#### What is asked
Extract every line of the items below and reproduce each one word for word, with nothing changed, added, or left out.

>> begin Records supplied

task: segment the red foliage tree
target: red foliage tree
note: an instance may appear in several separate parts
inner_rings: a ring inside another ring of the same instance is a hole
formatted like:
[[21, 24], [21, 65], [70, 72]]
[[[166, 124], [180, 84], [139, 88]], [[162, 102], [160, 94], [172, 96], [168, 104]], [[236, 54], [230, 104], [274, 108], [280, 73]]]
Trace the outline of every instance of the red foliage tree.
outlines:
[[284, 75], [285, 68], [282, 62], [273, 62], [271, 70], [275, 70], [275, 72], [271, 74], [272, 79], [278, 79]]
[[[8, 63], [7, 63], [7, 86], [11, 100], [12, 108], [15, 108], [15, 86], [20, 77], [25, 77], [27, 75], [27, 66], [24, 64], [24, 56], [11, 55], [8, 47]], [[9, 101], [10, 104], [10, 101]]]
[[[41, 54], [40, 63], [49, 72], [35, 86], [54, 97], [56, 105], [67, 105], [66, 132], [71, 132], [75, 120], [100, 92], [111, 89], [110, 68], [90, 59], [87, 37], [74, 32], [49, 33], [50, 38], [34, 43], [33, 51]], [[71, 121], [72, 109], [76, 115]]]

>> end Records supplied

#### Solution below
task: segment the red foliage tree
target: red foliage tree
note: an instance may appear in several separate parts
inner_rings: a ring inside another ring of the same instance is a hole
formatted like:
[[21, 24], [21, 65], [70, 72]]
[[[166, 124], [180, 84], [139, 88]], [[162, 102], [160, 94], [172, 96], [168, 104]], [[236, 54], [230, 104], [274, 108], [280, 73]]]
Trace the outline of every instance of the red foliage tree.
outlines:
[[284, 75], [285, 68], [282, 62], [273, 62], [271, 70], [275, 70], [275, 72], [271, 74], [272, 79], [278, 79]]
[[[8, 63], [7, 63], [7, 86], [11, 100], [12, 108], [15, 108], [15, 86], [20, 77], [25, 77], [27, 75], [27, 66], [24, 64], [24, 56], [11, 55], [8, 47]], [[9, 101], [10, 104], [10, 101]]]
[[[41, 54], [40, 63], [49, 72], [35, 86], [54, 97], [56, 105], [67, 105], [66, 132], [71, 132], [75, 120], [100, 92], [111, 89], [110, 68], [90, 59], [87, 37], [74, 32], [49, 33], [50, 38], [34, 43], [33, 51]], [[71, 121], [72, 109], [76, 115]]]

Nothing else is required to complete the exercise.